> _Records for processing_:
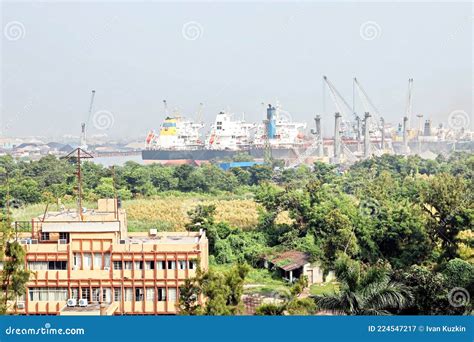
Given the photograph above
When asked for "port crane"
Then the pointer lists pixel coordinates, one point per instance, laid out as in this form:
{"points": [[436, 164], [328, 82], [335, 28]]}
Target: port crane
{"points": [[341, 104], [375, 122], [83, 140], [409, 105]]}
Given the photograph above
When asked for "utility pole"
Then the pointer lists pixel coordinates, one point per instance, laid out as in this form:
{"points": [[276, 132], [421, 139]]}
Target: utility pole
{"points": [[77, 155], [382, 129], [337, 136], [366, 135], [115, 193]]}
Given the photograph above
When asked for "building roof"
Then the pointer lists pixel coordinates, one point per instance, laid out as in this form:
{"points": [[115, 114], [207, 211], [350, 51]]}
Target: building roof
{"points": [[289, 260]]}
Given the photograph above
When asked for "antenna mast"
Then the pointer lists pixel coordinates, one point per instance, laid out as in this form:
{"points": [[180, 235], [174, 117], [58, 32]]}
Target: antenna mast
{"points": [[77, 155]]}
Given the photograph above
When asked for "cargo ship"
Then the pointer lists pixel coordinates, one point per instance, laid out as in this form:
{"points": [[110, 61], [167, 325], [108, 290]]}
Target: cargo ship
{"points": [[178, 140]]}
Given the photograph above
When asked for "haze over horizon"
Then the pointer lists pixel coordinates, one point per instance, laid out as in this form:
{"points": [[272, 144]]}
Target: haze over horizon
{"points": [[228, 56]]}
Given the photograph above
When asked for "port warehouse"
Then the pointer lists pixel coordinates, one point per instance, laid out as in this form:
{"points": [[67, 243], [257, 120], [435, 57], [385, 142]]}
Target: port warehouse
{"points": [[89, 264]]}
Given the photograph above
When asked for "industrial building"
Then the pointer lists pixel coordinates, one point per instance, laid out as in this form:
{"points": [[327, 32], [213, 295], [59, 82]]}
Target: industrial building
{"points": [[87, 263]]}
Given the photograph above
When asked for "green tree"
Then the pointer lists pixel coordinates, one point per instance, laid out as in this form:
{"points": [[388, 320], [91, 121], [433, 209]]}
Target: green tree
{"points": [[222, 292], [365, 290], [449, 204], [13, 276]]}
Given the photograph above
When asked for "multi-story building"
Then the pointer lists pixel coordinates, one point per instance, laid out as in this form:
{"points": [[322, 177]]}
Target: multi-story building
{"points": [[91, 256]]}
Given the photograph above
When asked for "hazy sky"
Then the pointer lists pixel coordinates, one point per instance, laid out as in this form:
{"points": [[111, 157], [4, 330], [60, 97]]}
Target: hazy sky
{"points": [[228, 56]]}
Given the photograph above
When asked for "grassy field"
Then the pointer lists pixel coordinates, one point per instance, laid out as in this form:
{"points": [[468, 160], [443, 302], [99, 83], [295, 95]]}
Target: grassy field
{"points": [[261, 281], [169, 211], [325, 288]]}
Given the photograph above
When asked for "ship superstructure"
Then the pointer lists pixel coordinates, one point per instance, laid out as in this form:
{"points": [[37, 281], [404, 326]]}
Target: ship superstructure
{"points": [[176, 133], [280, 130], [178, 140], [229, 134]]}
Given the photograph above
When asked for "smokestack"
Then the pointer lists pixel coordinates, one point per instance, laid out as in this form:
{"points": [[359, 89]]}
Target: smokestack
{"points": [[337, 135], [382, 143], [83, 142], [427, 130], [366, 135], [271, 125], [358, 136], [405, 133], [319, 133]]}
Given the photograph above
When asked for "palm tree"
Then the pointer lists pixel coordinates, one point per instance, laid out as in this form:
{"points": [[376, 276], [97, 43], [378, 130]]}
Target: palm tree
{"points": [[365, 290]]}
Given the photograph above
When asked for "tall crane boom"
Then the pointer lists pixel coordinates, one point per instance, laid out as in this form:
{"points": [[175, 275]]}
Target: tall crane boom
{"points": [[91, 105], [408, 111], [337, 98]]}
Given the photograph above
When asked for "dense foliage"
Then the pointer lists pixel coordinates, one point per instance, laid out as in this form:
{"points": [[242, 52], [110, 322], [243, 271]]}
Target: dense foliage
{"points": [[414, 216]]}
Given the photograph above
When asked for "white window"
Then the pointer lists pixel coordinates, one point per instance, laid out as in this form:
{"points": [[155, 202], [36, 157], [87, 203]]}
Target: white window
{"points": [[75, 293], [86, 293], [128, 294], [150, 294], [117, 294], [97, 261], [172, 294], [138, 294], [106, 295], [107, 260], [161, 294], [87, 261], [52, 294], [77, 261], [38, 265], [95, 294]]}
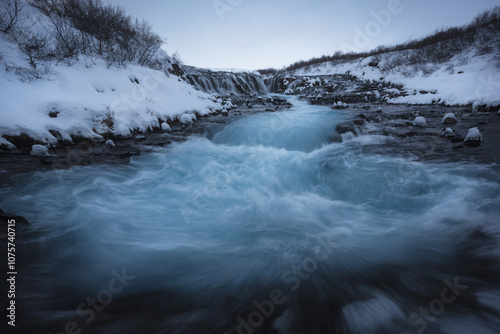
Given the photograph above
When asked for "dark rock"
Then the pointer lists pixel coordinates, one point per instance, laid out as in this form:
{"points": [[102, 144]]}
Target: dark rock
{"points": [[344, 128]]}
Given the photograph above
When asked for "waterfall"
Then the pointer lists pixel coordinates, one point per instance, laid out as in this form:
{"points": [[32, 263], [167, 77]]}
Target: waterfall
{"points": [[226, 82]]}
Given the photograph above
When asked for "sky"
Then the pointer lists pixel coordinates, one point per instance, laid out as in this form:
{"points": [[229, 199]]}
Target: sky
{"points": [[256, 34]]}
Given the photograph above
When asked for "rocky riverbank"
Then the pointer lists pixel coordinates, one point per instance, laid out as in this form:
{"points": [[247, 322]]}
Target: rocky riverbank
{"points": [[119, 150], [366, 103]]}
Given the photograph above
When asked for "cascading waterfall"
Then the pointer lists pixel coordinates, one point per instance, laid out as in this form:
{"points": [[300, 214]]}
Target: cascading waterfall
{"points": [[228, 83], [264, 225]]}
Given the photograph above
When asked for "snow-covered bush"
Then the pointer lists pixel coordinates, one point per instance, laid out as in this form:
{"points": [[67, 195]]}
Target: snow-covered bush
{"points": [[449, 118], [420, 121]]}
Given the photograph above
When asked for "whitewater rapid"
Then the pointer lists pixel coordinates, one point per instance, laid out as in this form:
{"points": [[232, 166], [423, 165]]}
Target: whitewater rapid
{"points": [[269, 224]]}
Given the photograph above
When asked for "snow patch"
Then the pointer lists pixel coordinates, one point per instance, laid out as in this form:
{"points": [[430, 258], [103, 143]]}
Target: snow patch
{"points": [[39, 150]]}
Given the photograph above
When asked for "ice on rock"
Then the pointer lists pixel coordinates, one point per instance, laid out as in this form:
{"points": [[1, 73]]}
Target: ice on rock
{"points": [[186, 119], [39, 150], [165, 127], [474, 135], [420, 121], [449, 118], [448, 132]]}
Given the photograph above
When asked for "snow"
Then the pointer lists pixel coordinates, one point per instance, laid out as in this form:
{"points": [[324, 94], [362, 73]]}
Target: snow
{"points": [[448, 132], [186, 119], [479, 83], [420, 121], [39, 150], [449, 118], [165, 127], [473, 134], [90, 99]]}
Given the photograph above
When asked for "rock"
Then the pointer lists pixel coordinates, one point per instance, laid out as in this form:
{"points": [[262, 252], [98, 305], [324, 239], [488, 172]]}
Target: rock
{"points": [[419, 121], [39, 150], [449, 118], [448, 132], [344, 128], [165, 127], [186, 120], [473, 137]]}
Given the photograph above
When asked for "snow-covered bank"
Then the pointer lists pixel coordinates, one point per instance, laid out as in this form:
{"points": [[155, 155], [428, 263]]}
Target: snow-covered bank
{"points": [[467, 78], [88, 99]]}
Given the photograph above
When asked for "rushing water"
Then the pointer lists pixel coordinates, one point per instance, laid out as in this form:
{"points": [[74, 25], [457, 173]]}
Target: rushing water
{"points": [[266, 225]]}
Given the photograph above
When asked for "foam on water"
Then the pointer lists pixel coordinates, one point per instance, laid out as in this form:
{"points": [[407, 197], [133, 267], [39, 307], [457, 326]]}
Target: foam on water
{"points": [[210, 225]]}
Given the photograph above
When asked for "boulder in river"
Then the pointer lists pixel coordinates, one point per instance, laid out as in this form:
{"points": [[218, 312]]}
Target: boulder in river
{"points": [[39, 150], [420, 121], [473, 137]]}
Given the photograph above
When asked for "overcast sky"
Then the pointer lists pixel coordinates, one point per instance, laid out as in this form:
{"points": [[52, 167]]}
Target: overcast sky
{"points": [[254, 34]]}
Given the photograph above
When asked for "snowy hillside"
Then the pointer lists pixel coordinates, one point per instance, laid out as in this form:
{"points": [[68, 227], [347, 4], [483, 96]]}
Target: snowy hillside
{"points": [[459, 65], [88, 99], [467, 78]]}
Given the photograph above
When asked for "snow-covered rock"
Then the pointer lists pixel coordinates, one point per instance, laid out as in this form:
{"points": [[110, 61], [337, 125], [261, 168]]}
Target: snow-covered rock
{"points": [[39, 150], [7, 143], [165, 127], [473, 137], [186, 119], [420, 121], [449, 118], [448, 132]]}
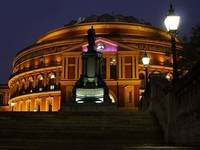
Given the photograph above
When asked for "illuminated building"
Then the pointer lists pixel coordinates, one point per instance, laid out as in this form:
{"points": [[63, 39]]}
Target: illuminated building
{"points": [[45, 72]]}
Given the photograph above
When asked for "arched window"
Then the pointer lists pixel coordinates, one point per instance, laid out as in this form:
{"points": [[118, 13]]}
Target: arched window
{"points": [[1, 99], [40, 85], [30, 85], [23, 88], [52, 81], [17, 89], [113, 68]]}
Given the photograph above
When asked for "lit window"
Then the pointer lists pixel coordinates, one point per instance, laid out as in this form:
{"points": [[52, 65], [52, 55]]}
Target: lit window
{"points": [[52, 76], [100, 46], [52, 87], [40, 89]]}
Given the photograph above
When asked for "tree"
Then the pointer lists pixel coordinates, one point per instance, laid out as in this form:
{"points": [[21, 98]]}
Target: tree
{"points": [[191, 50]]}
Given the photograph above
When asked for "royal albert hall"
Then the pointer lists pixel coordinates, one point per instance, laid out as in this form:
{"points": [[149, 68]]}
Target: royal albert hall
{"points": [[45, 72]]}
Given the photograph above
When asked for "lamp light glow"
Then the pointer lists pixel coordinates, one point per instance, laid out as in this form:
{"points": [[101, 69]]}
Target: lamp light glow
{"points": [[172, 23], [172, 20], [145, 59], [12, 104]]}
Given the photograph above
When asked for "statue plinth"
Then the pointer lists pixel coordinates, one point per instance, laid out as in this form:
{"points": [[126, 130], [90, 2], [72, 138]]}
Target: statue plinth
{"points": [[90, 91]]}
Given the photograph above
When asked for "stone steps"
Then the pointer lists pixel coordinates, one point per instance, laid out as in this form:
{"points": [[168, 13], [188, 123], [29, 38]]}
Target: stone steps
{"points": [[78, 130]]}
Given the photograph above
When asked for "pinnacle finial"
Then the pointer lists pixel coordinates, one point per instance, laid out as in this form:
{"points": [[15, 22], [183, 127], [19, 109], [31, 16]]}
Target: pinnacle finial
{"points": [[91, 38]]}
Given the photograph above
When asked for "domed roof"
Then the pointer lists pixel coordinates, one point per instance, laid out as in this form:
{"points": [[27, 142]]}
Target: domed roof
{"points": [[108, 18]]}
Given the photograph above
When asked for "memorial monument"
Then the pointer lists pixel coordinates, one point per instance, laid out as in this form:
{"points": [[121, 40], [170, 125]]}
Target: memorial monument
{"points": [[91, 88]]}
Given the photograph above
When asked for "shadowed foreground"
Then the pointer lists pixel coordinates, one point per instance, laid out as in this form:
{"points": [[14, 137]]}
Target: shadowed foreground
{"points": [[79, 130]]}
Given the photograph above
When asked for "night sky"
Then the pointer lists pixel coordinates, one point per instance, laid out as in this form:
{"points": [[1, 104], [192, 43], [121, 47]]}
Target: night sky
{"points": [[23, 21]]}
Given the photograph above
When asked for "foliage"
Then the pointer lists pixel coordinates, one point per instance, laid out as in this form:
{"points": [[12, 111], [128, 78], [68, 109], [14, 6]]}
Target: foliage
{"points": [[191, 50]]}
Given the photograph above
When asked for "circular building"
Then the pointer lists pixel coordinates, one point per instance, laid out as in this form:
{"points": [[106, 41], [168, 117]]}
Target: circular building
{"points": [[45, 72]]}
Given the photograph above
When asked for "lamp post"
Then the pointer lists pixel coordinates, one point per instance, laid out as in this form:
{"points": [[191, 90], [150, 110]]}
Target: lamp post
{"points": [[172, 23], [145, 61], [12, 105]]}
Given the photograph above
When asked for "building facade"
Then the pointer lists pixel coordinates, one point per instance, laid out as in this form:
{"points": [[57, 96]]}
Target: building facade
{"points": [[45, 72], [4, 97]]}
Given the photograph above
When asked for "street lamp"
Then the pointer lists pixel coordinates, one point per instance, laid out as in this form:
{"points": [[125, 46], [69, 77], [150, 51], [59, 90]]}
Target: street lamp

> _What to produce_:
Take every line in the preceding listing that contains "street" and copy it.

> _Response_:
When asked for "street lamp"
Target: street lamp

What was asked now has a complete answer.